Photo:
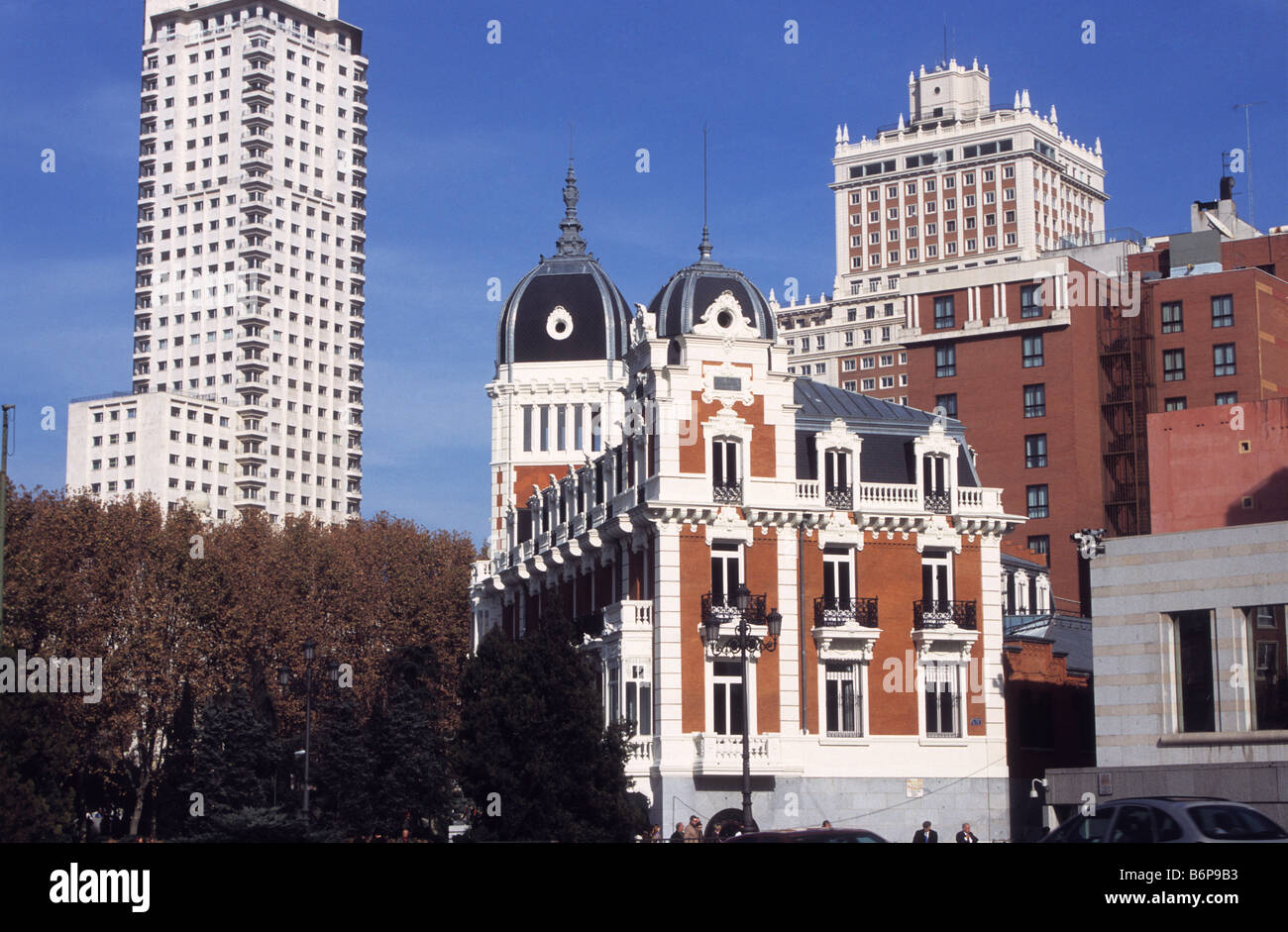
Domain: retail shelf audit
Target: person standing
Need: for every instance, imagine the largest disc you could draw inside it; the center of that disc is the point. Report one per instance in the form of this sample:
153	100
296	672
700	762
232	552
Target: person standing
694	830
926	836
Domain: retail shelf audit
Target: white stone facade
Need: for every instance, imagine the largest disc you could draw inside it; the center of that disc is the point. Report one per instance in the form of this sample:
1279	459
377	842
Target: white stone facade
249	279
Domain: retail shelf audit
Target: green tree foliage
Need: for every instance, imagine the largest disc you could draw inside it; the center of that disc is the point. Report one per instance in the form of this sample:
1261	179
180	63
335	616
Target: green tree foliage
533	743
35	770
192	622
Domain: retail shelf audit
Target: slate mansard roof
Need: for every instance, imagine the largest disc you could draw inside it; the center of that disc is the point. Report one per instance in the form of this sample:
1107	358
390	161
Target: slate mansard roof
888	432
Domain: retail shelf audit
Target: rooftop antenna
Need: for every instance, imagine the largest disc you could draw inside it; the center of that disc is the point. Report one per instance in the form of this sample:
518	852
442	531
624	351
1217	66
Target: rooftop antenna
704	246
1247	155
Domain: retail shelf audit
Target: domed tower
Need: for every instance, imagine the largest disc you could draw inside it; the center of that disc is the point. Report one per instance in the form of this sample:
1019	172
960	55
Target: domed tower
563	334
684	300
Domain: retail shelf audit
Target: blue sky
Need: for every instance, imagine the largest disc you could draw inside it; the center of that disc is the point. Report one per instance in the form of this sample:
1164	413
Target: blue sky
468	150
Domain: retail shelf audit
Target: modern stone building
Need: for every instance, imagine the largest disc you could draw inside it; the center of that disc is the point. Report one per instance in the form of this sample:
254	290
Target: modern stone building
956	184
660	476
1192	695
250	264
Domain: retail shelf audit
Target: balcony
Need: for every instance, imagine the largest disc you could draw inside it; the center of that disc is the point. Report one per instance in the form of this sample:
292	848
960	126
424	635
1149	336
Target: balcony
939	613
832	613
640	751
258	95
722	753
938	503
840	497
629	614
716	606
726	493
☆ ☆ ☆ ☆ ☆
*Problem to solve*. The records above need to be printed in full and exactly, without any of the pictures.

*Result of the task*.
Photo:
Domain: retail shelf audit
Target: person standing
Need: for every instance, imagine the largest disc you could draw inside it; the center of that disc is the point. Report one per instance in the form of this sample:
153	100
296	672
700	762
232	552
Target: person standing
694	830
926	836
Domain: retail shelf audit
Target: white stone facade
Need: for every instance, imagine the largest disc you could draw inside it; the center of that disc is the point. Report one per instance in the form of this sample:
1279	459
377	842
Target: white stone facade
249	279
Domain: retail shelf audit
Target: green tree foliage
Need: for every instance, imagine the largest disc you could draw inside it; the center of that disc is the point. Report one per instance in the form of this sample:
1261	179
180	63
335	616
Target: green tree foliage
533	743
35	770
192	622
Domain: retail shelf audit
Target: slate mansard roof
Need: for every instance, imagine the largest disc you could draw inside it; the center of that disc is the point. Report one per instance in the form of this sample:
1107	358
390	161
Target: slate mansard roof
888	432
Domain: retail shelf audit
Target: rooftop antenna
Need: for every instance, imagine the largest disc you could draw inside it; the center of that disc is the point. Report one per instance in the form of this sample:
518	852
442	531
624	351
1217	66
Target: rooftop antenna
704	246
1247	155
Domain: retail shelf audit
Target: domed tower
Need: for every instance, imagine the largest disc you could draw inside it; the center of that disc is the point. Report one per instance in the form of this sample:
1019	172
960	55
Target: domed tower
563	334
684	300
Domain: retail shelf audit
Target: blue sky
Need: for every instance, imagine the largest disc you could draw inside it; the center of that disc is the point. Report one per instance in the form of this sample:
1164	413
Target: blue sky
468	150
Domain: retail shelf audit
Target: modern stone building
Need: for every instance, imagine the largest disc you could draw inside it; the center of that disc is the point. Report one per instance in the form of this sample:
254	290
Target: modern stone building
956	184
660	476
1192	695
250	264
Domain: retail shelf audit
Target: balcony
Need: for every instance, imagine the largest disc you could draw inside it; the center of that disc is the point. Report one per instance in the form of this sample:
292	848
960	126
424	635
1149	336
Target: balcony
939	613
832	613
640	751
258	95
722	753
938	503
840	497
629	614
716	606
726	493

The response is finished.